What is needed – Please report each line in the records below that contains the word "sock". Case counts.
------------------------------------------------------------------------
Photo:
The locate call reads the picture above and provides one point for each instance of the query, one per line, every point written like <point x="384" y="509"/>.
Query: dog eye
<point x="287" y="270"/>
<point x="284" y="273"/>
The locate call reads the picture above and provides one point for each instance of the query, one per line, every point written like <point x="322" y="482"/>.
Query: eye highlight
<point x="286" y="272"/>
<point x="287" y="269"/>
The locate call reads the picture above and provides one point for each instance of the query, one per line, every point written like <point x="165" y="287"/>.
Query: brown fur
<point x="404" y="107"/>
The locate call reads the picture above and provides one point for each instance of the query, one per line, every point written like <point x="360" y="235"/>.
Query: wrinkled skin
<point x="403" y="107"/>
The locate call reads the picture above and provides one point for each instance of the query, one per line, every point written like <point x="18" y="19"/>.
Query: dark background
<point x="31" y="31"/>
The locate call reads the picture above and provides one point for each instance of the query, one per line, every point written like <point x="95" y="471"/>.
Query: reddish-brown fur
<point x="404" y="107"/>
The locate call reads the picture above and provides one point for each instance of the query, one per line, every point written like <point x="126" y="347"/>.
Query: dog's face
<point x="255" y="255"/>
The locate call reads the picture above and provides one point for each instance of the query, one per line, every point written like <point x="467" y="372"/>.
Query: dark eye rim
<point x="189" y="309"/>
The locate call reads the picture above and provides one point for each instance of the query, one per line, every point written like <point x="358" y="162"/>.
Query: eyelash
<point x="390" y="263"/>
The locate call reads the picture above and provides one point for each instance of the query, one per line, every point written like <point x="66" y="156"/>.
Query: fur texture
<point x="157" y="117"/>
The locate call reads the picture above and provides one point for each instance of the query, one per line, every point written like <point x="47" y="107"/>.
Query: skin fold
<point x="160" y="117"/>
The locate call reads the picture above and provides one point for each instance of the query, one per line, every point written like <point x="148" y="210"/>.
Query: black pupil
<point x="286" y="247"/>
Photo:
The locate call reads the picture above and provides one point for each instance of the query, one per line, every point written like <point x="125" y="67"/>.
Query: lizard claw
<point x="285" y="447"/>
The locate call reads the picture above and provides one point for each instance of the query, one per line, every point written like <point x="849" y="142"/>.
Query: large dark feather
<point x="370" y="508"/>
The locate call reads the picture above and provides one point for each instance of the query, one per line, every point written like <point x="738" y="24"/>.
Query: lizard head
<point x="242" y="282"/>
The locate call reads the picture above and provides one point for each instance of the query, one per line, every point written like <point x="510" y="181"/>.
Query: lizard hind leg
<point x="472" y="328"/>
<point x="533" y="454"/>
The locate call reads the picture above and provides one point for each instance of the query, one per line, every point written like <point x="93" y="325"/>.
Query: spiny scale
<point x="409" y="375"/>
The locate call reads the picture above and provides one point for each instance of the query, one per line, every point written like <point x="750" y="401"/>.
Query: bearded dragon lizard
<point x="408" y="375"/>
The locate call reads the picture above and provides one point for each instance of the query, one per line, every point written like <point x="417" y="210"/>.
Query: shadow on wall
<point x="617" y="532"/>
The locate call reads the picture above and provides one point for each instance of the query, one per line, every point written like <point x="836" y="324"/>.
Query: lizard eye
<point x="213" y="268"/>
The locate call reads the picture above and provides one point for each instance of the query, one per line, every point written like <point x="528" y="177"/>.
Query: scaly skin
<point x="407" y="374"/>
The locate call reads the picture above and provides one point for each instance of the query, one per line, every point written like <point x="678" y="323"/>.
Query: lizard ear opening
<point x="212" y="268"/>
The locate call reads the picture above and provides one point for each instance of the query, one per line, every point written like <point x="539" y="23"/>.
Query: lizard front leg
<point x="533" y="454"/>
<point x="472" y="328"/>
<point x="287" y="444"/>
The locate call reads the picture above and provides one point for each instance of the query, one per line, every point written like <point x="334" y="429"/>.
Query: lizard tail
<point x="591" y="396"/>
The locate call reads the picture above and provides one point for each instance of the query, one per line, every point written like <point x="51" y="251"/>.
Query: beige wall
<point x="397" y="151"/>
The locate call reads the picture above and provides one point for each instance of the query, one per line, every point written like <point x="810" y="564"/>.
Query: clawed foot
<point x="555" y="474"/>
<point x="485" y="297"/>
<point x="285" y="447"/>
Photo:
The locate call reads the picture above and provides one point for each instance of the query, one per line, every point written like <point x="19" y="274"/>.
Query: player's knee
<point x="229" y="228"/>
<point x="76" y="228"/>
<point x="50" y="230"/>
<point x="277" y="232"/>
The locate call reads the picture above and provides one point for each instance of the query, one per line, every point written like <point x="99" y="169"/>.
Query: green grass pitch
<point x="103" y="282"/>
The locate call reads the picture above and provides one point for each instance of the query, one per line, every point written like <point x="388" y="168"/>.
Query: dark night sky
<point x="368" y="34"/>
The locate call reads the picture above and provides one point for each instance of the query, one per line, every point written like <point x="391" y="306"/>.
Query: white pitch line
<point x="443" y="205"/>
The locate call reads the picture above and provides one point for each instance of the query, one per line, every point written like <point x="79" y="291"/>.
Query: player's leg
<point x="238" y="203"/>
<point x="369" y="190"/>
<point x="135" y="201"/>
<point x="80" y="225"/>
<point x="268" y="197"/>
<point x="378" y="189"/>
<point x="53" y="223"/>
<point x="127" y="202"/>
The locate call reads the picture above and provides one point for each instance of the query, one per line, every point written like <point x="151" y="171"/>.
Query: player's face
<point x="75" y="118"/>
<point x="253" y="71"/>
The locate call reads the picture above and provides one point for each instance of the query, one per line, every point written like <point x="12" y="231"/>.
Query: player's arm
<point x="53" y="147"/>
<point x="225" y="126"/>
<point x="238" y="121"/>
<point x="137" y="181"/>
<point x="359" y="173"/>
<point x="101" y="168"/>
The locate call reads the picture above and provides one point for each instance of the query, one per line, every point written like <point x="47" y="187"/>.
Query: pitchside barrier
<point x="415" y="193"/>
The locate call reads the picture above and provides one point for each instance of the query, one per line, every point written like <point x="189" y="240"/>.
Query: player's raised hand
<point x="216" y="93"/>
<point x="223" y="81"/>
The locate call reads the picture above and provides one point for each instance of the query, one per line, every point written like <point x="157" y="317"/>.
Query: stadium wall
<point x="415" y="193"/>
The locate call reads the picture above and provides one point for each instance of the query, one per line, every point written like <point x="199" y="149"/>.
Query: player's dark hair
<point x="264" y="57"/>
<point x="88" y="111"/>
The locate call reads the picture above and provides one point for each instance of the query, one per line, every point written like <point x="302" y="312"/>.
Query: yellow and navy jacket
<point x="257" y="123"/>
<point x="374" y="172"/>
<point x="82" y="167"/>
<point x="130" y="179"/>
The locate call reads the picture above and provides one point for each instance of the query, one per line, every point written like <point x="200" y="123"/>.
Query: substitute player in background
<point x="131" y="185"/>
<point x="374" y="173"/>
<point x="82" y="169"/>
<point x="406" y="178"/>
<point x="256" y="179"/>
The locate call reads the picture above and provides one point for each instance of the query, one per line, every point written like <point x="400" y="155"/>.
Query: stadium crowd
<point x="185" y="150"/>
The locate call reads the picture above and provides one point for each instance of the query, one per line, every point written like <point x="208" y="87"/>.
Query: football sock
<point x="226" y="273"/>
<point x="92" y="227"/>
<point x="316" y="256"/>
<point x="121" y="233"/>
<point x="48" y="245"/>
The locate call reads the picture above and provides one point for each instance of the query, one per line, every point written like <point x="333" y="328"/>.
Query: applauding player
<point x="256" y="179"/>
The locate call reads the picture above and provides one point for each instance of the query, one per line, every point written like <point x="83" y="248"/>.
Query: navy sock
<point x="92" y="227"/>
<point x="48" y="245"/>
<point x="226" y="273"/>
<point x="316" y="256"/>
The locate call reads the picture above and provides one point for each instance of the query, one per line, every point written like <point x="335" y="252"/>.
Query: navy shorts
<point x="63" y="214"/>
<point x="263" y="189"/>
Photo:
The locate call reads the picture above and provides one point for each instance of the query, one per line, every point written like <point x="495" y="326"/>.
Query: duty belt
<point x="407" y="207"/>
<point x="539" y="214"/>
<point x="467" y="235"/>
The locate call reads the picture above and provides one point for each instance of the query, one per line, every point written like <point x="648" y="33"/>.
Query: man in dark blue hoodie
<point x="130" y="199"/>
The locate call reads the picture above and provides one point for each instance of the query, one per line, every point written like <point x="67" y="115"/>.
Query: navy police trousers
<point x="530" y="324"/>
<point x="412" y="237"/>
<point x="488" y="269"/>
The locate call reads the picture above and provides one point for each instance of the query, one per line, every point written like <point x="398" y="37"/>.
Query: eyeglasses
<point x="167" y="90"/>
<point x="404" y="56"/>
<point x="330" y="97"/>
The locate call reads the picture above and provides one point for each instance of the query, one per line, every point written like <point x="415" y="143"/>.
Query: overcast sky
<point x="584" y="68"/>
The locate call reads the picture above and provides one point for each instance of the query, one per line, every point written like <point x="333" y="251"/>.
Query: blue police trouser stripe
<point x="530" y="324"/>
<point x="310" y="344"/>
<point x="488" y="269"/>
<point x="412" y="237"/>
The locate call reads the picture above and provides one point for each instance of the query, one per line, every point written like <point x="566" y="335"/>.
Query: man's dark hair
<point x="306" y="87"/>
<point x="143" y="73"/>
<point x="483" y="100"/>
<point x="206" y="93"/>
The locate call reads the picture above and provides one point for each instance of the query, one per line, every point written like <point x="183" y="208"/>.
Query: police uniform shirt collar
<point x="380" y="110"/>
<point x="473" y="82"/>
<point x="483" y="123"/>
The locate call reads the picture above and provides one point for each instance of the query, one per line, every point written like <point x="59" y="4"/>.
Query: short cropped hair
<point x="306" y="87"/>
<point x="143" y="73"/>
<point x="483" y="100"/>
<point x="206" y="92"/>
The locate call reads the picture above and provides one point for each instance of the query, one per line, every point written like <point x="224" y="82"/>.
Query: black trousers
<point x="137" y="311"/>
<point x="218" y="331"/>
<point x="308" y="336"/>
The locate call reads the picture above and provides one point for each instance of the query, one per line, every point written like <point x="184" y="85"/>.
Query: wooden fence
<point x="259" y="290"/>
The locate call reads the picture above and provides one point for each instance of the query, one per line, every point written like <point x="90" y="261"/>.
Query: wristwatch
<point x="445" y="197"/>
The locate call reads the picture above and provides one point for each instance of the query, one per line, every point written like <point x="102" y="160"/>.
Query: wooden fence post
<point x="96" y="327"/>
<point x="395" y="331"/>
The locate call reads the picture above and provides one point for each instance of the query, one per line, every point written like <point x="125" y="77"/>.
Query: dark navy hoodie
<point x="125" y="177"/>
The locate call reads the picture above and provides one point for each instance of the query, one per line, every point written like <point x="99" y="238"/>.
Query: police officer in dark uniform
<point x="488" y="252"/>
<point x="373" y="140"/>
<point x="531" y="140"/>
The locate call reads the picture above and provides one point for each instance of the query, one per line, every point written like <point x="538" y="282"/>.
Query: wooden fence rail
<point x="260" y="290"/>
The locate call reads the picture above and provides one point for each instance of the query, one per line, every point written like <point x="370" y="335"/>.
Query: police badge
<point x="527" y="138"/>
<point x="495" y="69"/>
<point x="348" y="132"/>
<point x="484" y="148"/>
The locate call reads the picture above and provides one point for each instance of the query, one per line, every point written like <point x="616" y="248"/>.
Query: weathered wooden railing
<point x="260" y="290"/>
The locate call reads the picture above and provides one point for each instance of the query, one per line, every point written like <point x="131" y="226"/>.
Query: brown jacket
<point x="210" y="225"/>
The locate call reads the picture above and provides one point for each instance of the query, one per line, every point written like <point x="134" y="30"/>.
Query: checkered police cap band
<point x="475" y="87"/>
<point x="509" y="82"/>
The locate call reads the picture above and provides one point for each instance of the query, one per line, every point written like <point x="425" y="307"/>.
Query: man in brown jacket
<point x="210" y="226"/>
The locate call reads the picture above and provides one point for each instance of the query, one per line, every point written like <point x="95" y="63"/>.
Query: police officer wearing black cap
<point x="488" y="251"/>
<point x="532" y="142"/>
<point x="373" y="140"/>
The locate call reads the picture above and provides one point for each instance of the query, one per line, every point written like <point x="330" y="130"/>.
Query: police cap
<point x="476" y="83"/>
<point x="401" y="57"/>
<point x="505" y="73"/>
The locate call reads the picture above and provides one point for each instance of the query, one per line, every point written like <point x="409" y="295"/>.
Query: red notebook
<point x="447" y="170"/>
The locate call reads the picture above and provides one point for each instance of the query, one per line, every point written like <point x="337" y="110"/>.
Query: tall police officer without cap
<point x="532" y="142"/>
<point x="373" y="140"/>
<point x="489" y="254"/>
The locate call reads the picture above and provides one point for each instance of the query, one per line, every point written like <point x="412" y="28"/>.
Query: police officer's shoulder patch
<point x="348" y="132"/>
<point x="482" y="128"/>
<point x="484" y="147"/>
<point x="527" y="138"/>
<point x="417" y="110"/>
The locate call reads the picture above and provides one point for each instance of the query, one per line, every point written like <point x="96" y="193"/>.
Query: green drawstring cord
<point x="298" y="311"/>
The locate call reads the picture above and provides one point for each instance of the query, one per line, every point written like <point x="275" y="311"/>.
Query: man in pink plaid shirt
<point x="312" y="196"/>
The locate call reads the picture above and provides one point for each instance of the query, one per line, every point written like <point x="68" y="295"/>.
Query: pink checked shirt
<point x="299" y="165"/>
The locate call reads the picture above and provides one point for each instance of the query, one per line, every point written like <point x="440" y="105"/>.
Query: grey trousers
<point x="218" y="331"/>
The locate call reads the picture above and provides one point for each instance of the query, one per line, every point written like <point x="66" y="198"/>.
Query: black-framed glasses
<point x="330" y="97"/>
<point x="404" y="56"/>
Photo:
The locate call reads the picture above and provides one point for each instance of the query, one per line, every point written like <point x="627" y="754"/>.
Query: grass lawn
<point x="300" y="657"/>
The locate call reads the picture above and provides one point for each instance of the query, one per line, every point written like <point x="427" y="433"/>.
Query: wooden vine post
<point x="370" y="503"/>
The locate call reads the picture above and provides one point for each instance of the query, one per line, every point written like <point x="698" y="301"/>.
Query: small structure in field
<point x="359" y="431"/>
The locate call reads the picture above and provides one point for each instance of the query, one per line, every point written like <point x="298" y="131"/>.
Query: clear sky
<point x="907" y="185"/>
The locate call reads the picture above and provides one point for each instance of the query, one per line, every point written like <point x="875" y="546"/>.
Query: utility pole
------------------------------------------------------------------------
Answer to the problem –
Query: football sock
Query: navy sock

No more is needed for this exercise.